According to the guide on replacing WordPress post links in bulk, in which directory do images reside after a move to WordPress multi-site?
====== EXCERPTED TEXT
How to Replace WordPress Post Links in Bulk

Recently, I wanted to move several of my existing WordPress blogs into a single WordPress multi-site setup. After doing so, I realized that all of my image links were broken because WordPress multi-site has a different organization for their media files.

In particular, images no longer reside in the wp-content/uploads directory, but rather in the files directory.

I can create a 301 redirect to upgrade all of my old links, but I would prefer to change all of my old link structures so that they point to the new image file location.

Here we consider how to replace WordPress post and page links in bulk using PHP.

1. Extract HTML and Image Links

First, we use regular expressions to extract HTML and image links from our WordPress post and page content.

Get HTML Links

function _get_html_links($content) {
	preg_match_all('/<a [^>]+>/i',$content, $links);

	$result = array();		
	foreach( $links[0] as $link_tag ) {
		preg_match_all('/(href)=("[^"]*")/i',$link_tag, $result[$link_tag]);
	}
	return $result;
}

Line 2 – Extract all HTML links, i.e., content that is encapsulated within the pattern <a and >.
Line 6 – Extract all relevant link tags from each HTML link.

Example results for HTML links look like this -

$links = Array ( [0] => Array (
            [0] => <a href="http://akismet.com/"> 
            [1] => <a href="http://automattic.com/wordpress-plugins/"> 
            [2] => <a href="http://wordpress.org/"> 
        )
============
====== DATA EXCERPTS
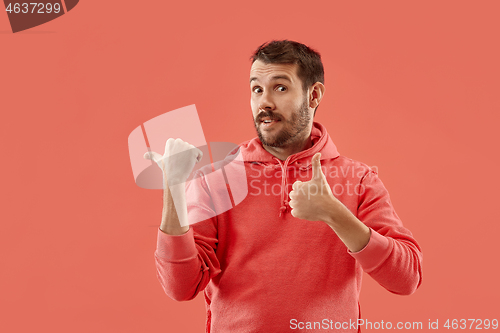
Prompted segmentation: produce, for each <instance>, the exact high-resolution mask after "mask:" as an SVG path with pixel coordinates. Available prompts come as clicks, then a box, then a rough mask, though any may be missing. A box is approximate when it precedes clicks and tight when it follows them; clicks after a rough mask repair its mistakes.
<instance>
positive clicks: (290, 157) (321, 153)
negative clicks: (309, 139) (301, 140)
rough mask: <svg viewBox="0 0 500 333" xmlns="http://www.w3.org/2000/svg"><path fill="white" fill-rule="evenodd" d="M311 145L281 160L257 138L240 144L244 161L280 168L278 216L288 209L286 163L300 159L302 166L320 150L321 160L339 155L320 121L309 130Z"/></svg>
mask: <svg viewBox="0 0 500 333" xmlns="http://www.w3.org/2000/svg"><path fill="white" fill-rule="evenodd" d="M311 139H312V144H313V145H312V147H311V148H309V149H306V150H303V151H300V152H298V153H296V154H293V155H290V156H289V157H288V158H287V159H286V160H285V161H281V160H279V159H278V158H276V157H275V156H273V155H272V154H271V153H269V152H268V151H267V150H265V149H264V147H263V146H262V142H260V140H259V138H258V137H257V138H254V139H252V140H250V141H247V142H244V143H242V144H241V145H240V147H241V153H242V158H243V159H244V161H245V162H257V163H258V162H264V164H266V163H269V164H275V165H276V167H278V165H279V167H280V168H281V170H282V173H281V174H282V176H281V200H280V203H281V205H280V210H279V215H278V216H279V217H281V216H283V214H284V213H285V212H286V211H287V210H288V207H289V205H288V165H290V164H292V163H295V162H296V161H300V164H302V167H306V168H307V167H309V166H310V165H311V164H312V158H313V156H314V154H316V153H318V152H321V160H327V159H332V158H336V157H338V156H339V153H338V151H337V147H336V146H335V144H334V143H333V141H332V139H331V138H330V136H329V135H328V133H327V131H326V128H325V127H324V126H323V125H321V124H320V123H316V122H314V123H313V128H312V130H311Z"/></svg>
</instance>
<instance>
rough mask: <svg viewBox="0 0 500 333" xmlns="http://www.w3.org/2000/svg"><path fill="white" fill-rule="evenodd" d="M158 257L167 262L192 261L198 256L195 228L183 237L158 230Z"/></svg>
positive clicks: (188, 230)
mask: <svg viewBox="0 0 500 333" xmlns="http://www.w3.org/2000/svg"><path fill="white" fill-rule="evenodd" d="M156 255H157V256H158V257H160V258H162V259H164V260H166V261H169V262H176V261H184V260H187V259H192V258H194V257H196V256H197V255H198V250H197V249H196V245H195V242H194V235H193V228H191V227H190V228H189V230H188V231H187V232H186V233H185V234H182V235H169V234H167V233H165V232H163V231H161V229H160V228H158V238H157V242H156Z"/></svg>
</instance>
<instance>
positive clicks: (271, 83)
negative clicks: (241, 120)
mask: <svg viewBox="0 0 500 333" xmlns="http://www.w3.org/2000/svg"><path fill="white" fill-rule="evenodd" d="M297 67H298V66H297V65H296V64H265V63H264V62H262V61H260V60H257V61H255V62H254V63H253V64H252V67H251V69H250V91H251V99H250V104H251V107H252V113H253V118H254V124H255V129H256V130H257V134H258V136H259V139H260V141H261V142H262V144H264V145H267V146H271V147H282V148H285V147H287V146H290V145H292V144H294V143H296V142H300V141H302V140H305V139H307V137H308V135H309V133H308V131H307V130H306V129H307V128H308V126H309V124H310V122H311V119H312V109H310V108H309V101H308V94H307V93H304V91H303V89H302V81H301V80H300V78H299V77H298V76H297Z"/></svg>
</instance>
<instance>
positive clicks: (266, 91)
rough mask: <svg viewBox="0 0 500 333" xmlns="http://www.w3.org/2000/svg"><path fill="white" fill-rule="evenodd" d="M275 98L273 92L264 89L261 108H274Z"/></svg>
mask: <svg viewBox="0 0 500 333" xmlns="http://www.w3.org/2000/svg"><path fill="white" fill-rule="evenodd" d="M274 108H275V105H274V100H273V97H272V94H271V93H269V92H267V91H264V92H263V93H262V95H261V96H260V99H259V109H261V110H274Z"/></svg>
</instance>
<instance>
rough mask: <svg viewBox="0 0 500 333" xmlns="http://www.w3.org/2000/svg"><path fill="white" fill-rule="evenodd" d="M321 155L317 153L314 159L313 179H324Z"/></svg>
mask: <svg viewBox="0 0 500 333" xmlns="http://www.w3.org/2000/svg"><path fill="white" fill-rule="evenodd" d="M320 158H321V153H316V154H315V155H314V156H313V158H312V171H313V174H312V179H320V178H322V177H323V171H322V170H321V162H320Z"/></svg>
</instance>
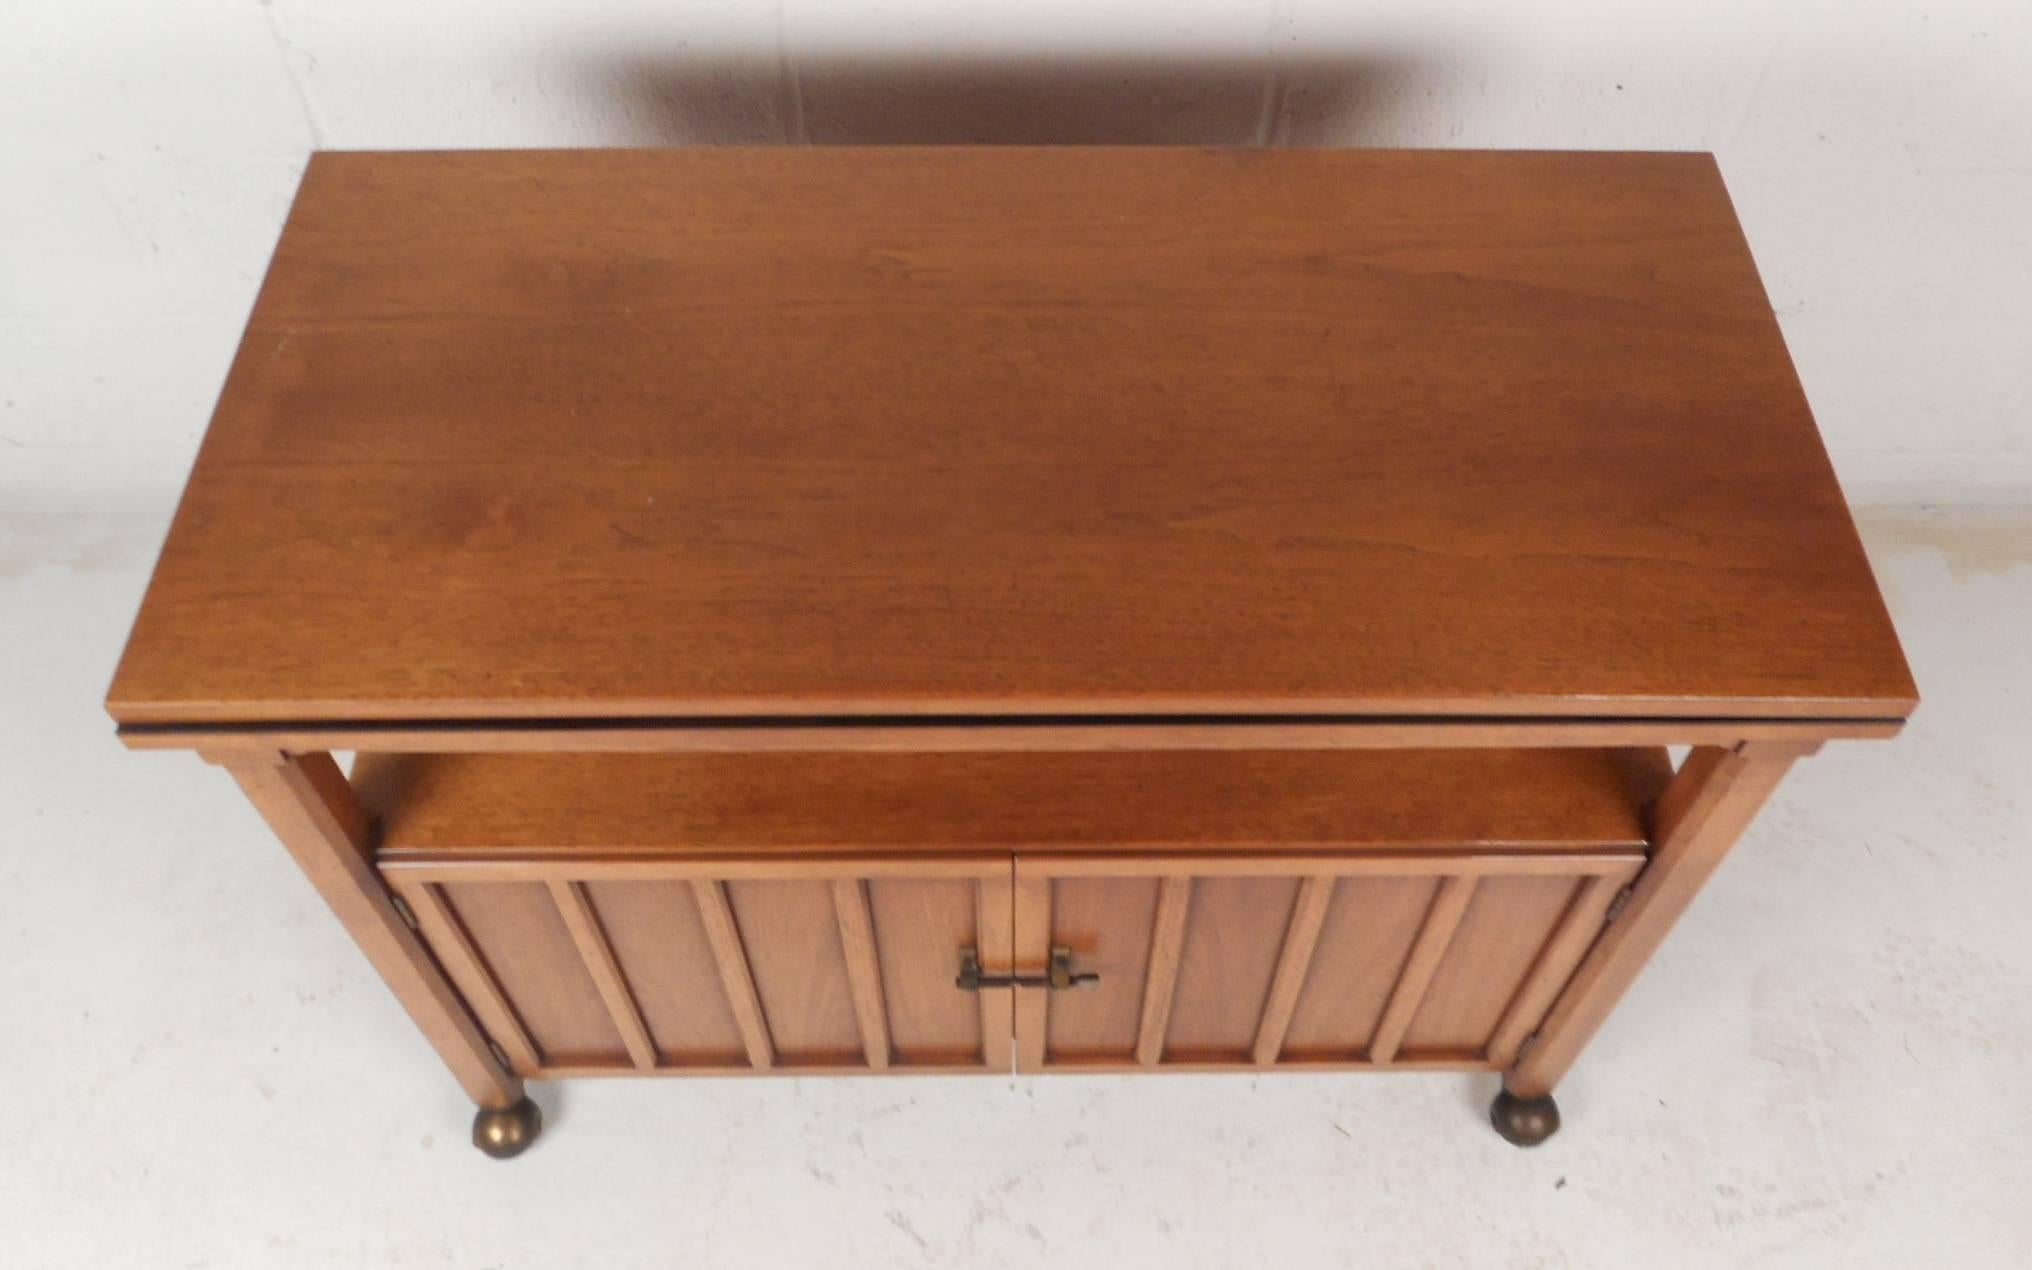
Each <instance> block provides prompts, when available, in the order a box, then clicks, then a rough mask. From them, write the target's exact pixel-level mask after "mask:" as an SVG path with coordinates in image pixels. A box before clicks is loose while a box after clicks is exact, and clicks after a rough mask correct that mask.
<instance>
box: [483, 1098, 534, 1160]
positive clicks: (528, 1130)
mask: <svg viewBox="0 0 2032 1270" xmlns="http://www.w3.org/2000/svg"><path fill="white" fill-rule="evenodd" d="M541 1132H543V1112H541V1109H538V1107H536V1103H534V1101H532V1099H530V1097H528V1095H526V1093H524V1095H522V1099H520V1101H516V1103H512V1105H508V1107H480V1109H478V1112H473V1146H478V1148H480V1150H484V1152H486V1154H490V1156H494V1158H496V1160H512V1158H516V1156H518V1154H522V1152H524V1150H528V1146H530V1142H534V1140H536V1134H541Z"/></svg>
============
● SOLUTION TO THIS PROBLEM: They reside in the files directory instead of the wp-content/uploads directory.